Widely known for her bestselling adult fiction, including Good in Bed and Little Earthquakes, popular Philadelphia-based author Jennifer Weiner has written her first book for younger readers, the middle grade novel The Littlest Bigfoot (S&S/Aladdin, Sept.). The story features a misfit human girl, Alice, who rescues and then befriends a Bigfoot girl named Millie, whose hidden world Alice swears to protect. PW spoke with Weiner about the spark that fueled her kids’ book debut and other new projects, her take on how women and girls are perceived in society, and what’s next for her.
Why did you want to do a children’s book? How was that experience for you?
Well, people have been asking me for a long time about doing a children’s book and I had always said I wasn’t going to get into it with Jamie Lee Curtis and her people. And people were always asking me why I don’t write a YA book, and I’ve said to them that someone already wrote You Are SO Not Invited to My Bat Mitzvah, and my title had been taken. That was what I would have written and now it’s gone.
But, honestly, it was all about waiting until I had an idea. Then, a couple of years ago, my then-six-year-old [Phoebe, now eight] got really into Bigfoots and I was thinking about them, and thinking about her and my other daughter [Lucy, now 15], and the kinds of books I’d like them to be reading, and the kind of book I wished had been there when I was a girl.
The writing process was really very similar, but there were pieces of the editing process that were new. I had written this book to the same length as an adult novel and had too many characters, and too much plot and just too much going on. My editor said, “We have to figure out what to do here,” and that’s why it’s now a trilogy. I really did need to focus on the pacing more and write punchy, short chapters and cliffhanger endings and situations that would keep kids interested. I tried to write characters that felt familiar to kids, or even very different, but characters that would be compelling enough for kids to want to keep reading about them.

* **Dataset content**:
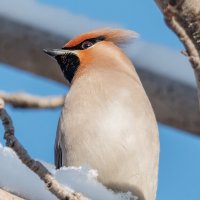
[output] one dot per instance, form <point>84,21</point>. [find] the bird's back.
<point>108,124</point>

* **Directions**:
- A) In the Jennifer Weiner interview, what is the name of the Bigfoot girl that Alice rescues?
- B) According to the Jennifer Weiner interview, why did The Littlest Bigfoot become a trilogy?
- C) Write out the stretch of the Jennifer Weiner interview that starts at "The writing process" and runs through "reading about them.".
The listing comes from a separate source.

* **Solved problems**:
- A) Millie.

- B) Weiner had written the book to the length of an adult novel, with too many characters, too much plot and too much going on. Her editor said they had to figure out what to do, and that is why it became a trilogy.

- C)
The writing process was really very similar, but there were pieces of the editing process that were new. I had written this book to the same length as an adult novel and had too many characters, and too much plot and just too much going on. My editor said, “We have to figure out what to do here,” and that’s why it’s now a trilogy. I really did need to focus on the pacing more and write punchy, short chapters and cliffhanger endings and situations that would keep kids interested. I tried to write characters that felt familiar to kids, or even very different, but characters that would be compelling enough for kids to want to keep reading about them.